- Short problem 1:
Answer these questions using the ambisonic transformations page:
(a) What does L stand for in the decoder matrix D?
(b) Which plane is used to define up-down mirroring?
(c) What ambisonic order does the example assume?
- Short problem 2: Based on the ambisonic transformations page, explain what makes it possible to mirror an ambisonic signal against a plane and how the transformation matrix is obtained.
- Short problem 3: Write out the passage of the ambisonic transformations page from "Ambisonic Spatial Transformations" to "pitch and yaw).".

- Page extract:
Ambisonic Spatial Transformations

Introduction

In this example, you learn how to apply spatial transformations to an ambisonic signal. Specifically, you apply the following effects:

Mirroring against the three cartesian axes.
3D rotation (roll, pitch and yaw).

You apply the effect by computing a transformation matrix, T, and applying it when you decode the signal.

The decoded ambisonic signal can be expressed as:

$Y = X . T . D$ , where:

X is the M-by-N ambisonic encoded signal, where M is the signal length, $N = {(1 + order)}^{2}$ , and order is the ambisonic order.
D is the N-by-L ambisonic decoder matrix, where L is the number of loudspeakers.
T is the N-by-N transformation matrix, which depends on the applied effect.

Mirroring

Mirroring an ambisonic signal with respect to a plane in space is achieved by taking advantage of the inherent symmetry of the spherical harmonics forming the encoding and decoding matrices. You compute the transformation matrix by sign-inverting channels associated with odd-symmetric spherical harmonics [1].

Up-Down Mirroring

Create Transformation Matrix

You achieve up-down mirroring by inverting the signs of odd-symmetric spherical harmonics with respect to the plane defined by z=0. This is equivalent to multiplying each harmonic by ${(- 1)}^{m + n}$ , where n is the degree of the harmonic, and m is the index of the harmonic (see section 5.2.1 in [1]).

Assume the ambisonic order is equal to 2. The transformed coefficients are computed as follows.

order = 2;
cUpDown = zeros(1,(order+1)^2);
count = 1;
for n=0:order
    for m=-n:n
        cUpDown(count) = (-1)^(n+m);
        count = count+1;
    end
end

The transformation matrix is the diagonal matrix formed by these coefficients.

TUpDown = diag(cUpDown);

Verify Transformation

To verify this transformation, encode a sound source at known azimuth and elevation angles (in degrees).

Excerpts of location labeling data
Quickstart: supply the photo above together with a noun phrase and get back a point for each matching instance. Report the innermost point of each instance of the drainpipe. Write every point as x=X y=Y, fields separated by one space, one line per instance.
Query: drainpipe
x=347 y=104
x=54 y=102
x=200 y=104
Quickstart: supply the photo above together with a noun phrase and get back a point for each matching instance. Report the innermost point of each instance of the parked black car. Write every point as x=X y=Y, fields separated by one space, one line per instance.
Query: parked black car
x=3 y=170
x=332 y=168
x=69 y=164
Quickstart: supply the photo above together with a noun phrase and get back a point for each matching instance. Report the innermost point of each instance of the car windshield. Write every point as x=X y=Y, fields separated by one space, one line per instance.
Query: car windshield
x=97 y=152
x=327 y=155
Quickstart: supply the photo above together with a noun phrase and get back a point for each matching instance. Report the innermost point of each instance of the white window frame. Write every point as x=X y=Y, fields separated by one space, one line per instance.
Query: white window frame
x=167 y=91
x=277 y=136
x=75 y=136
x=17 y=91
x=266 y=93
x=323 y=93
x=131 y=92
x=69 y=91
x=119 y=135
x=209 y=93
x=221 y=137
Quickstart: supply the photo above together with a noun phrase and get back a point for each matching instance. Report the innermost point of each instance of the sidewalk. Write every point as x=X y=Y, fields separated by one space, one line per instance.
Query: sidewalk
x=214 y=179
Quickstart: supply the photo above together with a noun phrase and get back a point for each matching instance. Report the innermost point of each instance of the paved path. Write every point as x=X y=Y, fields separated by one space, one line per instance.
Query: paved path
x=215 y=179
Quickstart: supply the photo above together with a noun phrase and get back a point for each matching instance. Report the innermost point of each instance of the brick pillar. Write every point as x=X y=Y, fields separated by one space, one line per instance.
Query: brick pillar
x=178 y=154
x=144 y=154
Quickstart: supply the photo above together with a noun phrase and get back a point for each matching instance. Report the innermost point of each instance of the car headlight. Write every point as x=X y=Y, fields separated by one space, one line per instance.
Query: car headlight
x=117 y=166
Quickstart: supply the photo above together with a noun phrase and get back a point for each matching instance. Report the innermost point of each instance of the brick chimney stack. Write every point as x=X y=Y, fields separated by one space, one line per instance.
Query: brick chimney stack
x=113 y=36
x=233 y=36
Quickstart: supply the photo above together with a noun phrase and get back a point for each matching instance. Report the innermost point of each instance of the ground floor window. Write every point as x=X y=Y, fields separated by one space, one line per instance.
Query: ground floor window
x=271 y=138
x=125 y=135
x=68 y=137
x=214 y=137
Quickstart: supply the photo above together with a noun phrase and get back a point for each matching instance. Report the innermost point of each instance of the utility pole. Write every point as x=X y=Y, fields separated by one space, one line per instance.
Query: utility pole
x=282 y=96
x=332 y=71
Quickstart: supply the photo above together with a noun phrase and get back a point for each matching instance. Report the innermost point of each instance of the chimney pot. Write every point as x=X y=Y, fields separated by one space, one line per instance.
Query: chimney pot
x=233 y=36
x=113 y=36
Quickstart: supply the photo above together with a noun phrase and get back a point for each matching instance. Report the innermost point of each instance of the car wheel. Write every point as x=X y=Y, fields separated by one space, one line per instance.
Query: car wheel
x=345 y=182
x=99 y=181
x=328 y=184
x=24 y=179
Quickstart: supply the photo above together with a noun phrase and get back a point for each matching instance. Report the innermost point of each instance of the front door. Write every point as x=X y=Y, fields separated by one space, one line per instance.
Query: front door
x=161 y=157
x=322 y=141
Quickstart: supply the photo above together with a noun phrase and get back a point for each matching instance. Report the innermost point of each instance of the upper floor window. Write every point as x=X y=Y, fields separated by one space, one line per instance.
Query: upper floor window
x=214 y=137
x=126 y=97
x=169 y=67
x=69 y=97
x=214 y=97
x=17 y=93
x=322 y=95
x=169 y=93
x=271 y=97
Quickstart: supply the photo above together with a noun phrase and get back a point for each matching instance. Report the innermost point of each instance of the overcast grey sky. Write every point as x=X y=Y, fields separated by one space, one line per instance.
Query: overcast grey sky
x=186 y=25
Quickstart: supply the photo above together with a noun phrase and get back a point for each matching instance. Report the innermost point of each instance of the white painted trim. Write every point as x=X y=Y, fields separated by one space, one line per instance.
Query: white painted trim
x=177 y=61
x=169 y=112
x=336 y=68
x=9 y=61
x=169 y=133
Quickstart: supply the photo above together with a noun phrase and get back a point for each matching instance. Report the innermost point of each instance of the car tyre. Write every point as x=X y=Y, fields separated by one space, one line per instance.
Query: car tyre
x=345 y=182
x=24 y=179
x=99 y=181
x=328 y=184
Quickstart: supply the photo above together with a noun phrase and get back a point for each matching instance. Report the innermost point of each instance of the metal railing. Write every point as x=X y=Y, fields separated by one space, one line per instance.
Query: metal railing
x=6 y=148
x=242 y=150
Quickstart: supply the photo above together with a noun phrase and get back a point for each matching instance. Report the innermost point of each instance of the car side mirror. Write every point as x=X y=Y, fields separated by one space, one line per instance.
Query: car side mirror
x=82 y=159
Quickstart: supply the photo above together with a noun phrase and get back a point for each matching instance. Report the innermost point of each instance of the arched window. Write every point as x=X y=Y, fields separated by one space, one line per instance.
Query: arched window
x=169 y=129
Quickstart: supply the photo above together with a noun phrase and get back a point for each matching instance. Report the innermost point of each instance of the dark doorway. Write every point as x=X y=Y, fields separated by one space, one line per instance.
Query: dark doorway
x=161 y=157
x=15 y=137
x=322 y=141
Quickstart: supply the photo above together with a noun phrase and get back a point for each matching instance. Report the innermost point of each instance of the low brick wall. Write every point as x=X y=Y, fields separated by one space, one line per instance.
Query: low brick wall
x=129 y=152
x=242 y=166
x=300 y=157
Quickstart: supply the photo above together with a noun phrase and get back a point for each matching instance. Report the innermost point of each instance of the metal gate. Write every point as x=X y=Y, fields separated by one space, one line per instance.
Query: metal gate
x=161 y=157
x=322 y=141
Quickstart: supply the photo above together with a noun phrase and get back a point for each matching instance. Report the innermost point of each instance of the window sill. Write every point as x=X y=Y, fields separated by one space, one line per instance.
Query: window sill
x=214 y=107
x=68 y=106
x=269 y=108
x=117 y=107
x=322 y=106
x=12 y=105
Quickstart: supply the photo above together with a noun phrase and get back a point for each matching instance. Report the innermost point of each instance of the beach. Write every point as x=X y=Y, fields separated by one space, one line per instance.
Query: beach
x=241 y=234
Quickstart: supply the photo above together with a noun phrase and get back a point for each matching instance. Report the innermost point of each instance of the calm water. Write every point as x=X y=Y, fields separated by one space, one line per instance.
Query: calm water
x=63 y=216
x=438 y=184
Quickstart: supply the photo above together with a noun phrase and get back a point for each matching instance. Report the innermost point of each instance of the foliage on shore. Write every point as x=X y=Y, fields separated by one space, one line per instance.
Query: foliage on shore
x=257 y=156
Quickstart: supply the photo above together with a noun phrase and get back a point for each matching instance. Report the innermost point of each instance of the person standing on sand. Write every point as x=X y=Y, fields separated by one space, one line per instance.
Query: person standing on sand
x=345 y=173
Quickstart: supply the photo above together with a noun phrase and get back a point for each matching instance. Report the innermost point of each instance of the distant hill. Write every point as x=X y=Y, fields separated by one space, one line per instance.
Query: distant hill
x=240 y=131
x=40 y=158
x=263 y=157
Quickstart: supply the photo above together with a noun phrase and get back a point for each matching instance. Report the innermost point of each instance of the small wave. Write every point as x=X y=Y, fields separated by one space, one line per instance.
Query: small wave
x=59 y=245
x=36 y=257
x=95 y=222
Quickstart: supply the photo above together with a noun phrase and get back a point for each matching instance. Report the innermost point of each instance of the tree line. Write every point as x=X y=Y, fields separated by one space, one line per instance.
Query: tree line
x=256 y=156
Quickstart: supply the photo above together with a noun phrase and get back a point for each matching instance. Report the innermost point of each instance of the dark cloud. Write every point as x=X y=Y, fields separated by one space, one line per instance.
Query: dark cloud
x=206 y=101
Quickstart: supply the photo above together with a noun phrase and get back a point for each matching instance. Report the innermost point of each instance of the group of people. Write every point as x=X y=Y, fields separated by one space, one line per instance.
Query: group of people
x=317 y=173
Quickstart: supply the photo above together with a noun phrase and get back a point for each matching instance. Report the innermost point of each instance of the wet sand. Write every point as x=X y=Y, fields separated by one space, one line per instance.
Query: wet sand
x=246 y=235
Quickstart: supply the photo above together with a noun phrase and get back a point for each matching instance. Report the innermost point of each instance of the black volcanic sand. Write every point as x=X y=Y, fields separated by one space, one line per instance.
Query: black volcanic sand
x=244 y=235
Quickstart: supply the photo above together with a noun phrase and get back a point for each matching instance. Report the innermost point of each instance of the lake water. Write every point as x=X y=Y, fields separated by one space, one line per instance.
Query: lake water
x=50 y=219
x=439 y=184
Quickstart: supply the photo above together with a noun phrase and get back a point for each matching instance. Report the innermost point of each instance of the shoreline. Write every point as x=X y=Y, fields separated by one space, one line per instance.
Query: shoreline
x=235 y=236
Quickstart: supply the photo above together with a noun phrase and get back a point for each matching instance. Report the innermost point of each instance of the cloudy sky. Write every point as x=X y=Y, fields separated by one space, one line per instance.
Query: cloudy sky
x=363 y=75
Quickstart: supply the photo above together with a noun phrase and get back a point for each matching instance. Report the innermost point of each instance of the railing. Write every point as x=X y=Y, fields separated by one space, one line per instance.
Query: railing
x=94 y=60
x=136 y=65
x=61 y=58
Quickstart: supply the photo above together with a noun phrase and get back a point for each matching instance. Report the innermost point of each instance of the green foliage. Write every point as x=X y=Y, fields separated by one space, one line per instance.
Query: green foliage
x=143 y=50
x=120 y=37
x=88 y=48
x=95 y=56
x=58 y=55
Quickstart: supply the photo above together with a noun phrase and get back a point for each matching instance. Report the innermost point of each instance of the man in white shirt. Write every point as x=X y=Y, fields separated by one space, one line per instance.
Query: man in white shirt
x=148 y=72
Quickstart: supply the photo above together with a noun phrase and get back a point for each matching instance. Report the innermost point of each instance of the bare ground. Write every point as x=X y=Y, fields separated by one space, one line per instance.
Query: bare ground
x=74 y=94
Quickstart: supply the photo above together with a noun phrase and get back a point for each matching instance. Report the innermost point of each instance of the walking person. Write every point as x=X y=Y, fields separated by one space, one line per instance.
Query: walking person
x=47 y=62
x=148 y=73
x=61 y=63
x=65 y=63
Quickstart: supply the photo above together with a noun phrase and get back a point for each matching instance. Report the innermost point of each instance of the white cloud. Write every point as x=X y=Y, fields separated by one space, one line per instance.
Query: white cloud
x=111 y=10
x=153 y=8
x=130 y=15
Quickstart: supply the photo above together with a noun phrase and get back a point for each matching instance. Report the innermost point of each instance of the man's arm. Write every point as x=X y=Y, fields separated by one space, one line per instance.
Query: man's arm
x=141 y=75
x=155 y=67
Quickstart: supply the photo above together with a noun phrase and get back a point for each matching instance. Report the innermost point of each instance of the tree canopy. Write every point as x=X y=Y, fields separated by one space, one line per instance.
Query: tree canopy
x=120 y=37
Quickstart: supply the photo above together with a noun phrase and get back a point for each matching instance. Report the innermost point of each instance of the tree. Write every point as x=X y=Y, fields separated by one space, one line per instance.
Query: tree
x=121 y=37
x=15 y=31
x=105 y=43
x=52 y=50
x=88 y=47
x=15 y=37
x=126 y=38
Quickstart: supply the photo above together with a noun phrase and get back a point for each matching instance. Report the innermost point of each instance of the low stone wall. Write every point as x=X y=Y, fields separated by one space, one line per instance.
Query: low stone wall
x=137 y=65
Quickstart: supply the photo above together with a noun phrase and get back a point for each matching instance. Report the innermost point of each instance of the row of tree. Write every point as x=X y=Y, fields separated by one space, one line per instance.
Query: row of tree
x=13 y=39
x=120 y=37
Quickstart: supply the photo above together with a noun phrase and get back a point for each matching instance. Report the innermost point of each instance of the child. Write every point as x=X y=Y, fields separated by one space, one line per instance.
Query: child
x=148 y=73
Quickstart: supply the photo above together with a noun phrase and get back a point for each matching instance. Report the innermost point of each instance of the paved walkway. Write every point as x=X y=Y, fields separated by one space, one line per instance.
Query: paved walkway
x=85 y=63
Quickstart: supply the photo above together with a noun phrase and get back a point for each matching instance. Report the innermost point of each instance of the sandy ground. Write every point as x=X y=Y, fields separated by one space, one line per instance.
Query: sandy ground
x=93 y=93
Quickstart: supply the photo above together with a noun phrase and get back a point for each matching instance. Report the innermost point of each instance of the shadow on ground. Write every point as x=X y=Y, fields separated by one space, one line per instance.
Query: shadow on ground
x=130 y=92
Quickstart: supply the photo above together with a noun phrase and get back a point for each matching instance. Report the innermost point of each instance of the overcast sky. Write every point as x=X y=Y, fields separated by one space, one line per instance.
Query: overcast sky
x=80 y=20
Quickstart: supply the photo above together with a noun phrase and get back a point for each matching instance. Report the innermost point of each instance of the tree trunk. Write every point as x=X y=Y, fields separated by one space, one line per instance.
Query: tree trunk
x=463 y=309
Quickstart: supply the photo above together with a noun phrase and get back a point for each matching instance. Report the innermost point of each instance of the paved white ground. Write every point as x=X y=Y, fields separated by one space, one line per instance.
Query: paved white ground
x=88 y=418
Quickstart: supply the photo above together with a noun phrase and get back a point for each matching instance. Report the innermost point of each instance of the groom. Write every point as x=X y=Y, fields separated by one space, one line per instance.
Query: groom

- Written solution 1:
(a) The number of loudspeakers.
(b) The plane defined by z=0.
(c) 2.

- Written solution 2: Mirroring is possible because of the inherent symmetry of the spherical harmonics that form the encoding and decoding matrices. The transformation matrix is computed by inverting the signs of the channels associated with odd-symmetric spherical harmonics.

- Written solution 3:
Ambisonic Spatial Transformations

Introduction

In this example, you learn how to apply spatial transformations to an ambisonic signal. Specifically, you apply the following effects:

Mirroring against the three cartesian axes.
3D rotation (roll, pitch and yaw).